## TEXTE PROPOSÉ
Henri Rousso
Paris, Belin, « Histoire », 288 p.
Le dernier livre de l’historien Henry Rousso, pionnier des études sur la mémoire de la Seconde Guerre mondiale en France, s’ouvre sur une dédicace à son père « qui fut apatride et réfugié mais eut la sagesse de laisser le passé derrière lui ». Incipit paradoxal pour un chercheur dont les travaux successifs ont montré comment le passé pouvait « ne pas passer » et avoir une influence décisive sur les sociétés contemporaines (Vichy, un passé qui ne passe pas, avec Éric Conan, 1994). Il s’agit plutôt d’une mise en garde utile devant les limites de la convocation continuelle des passés douloureux à des fins thérapeutiques ou conjuratoires. C’est en effet au moment même, à l’été 1994, où Henry Rousso analysait les débats qui faisaient rage sur la meilleure manière de se souvenir des crimes de Vichy que se déroulait le génocide des Tutsis au Rwanda, sans qu’aucun lien ne soit établi.

## CONSIGNE A
Quels passages du compte rendu figurent entre guillemets français (« ») ? Donnez-les tous.
## CONSIGNE B
D'après le compte rendu, quel événement se déroulait au Rwanda à l'été 1994 ?
## CONSIGNE C
Recopiez le passage du compte rendu qui commence par « Le dernier livre » et se termine par « ne soit établi. ».

## DONNÉES EXTRAITES
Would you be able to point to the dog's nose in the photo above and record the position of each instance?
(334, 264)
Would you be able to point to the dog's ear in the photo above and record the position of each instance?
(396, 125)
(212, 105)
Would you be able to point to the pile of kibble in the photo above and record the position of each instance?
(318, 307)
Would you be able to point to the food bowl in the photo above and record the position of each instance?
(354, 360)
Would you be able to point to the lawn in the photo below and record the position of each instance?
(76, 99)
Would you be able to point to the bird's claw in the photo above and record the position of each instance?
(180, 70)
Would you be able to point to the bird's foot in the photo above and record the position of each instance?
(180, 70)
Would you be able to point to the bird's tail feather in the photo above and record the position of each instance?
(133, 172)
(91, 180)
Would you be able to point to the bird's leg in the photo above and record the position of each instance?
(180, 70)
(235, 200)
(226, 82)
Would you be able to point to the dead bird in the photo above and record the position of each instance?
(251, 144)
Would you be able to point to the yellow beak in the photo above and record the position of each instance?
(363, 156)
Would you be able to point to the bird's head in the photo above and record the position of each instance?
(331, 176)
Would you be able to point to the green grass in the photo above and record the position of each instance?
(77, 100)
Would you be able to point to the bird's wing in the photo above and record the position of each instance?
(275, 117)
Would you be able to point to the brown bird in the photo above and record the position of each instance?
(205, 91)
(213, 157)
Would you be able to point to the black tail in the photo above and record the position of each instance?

* * *

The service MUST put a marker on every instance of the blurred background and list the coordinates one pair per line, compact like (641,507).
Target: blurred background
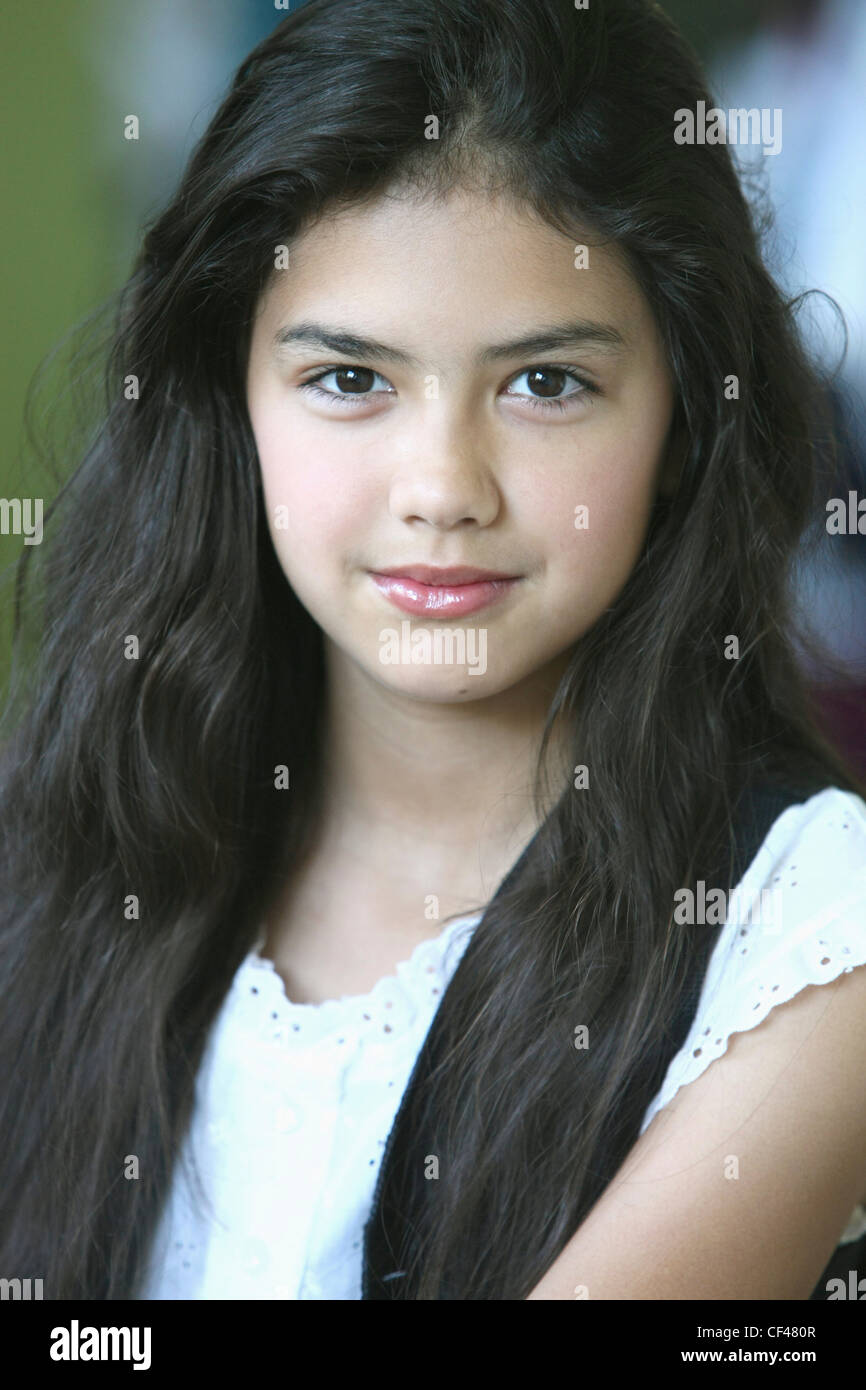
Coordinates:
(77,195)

## RÉPONSE ATTENDUE A
- « Histoire »
- « qui fut apatride et réfugié mais eut la sagesse de laisser le passé derrière lui »
- « ne pas passer »

## RÉPONSE ATTENDUE B
Le génocide des Tutsis.

## RÉPONSE ATTENDUE C
Le dernier livre de l’historien Henry Rousso, pionnier des études sur la mémoire de la Seconde Guerre mondiale en France, s’ouvre sur une dédicace à son père « qui fut apatride et réfugié mais eut la sagesse de laisser le passé derrière lui ». Incipit paradoxal pour un chercheur dont les travaux successifs ont montré comment le passé pouvait « ne pas passer » et avoir une influence décisive sur les sociétés contemporaines (Vichy, un passé qui ne passe pas, avec Éric Conan, 1994). Il s’agit plutôt d’une mise en garde utile devant les limites de la convocation continuelle des passés douloureux à des fins thérapeutiques ou conjuratoires. C’est en effet au moment même, à l’été 1994, où Henry Rousso analysait les débats qui faisaient rage sur la meilleure manière de se souvenir des crimes de Vichy que se déroulait le génocide des Tutsis au Rwanda, sans qu’aucun lien ne soit établi.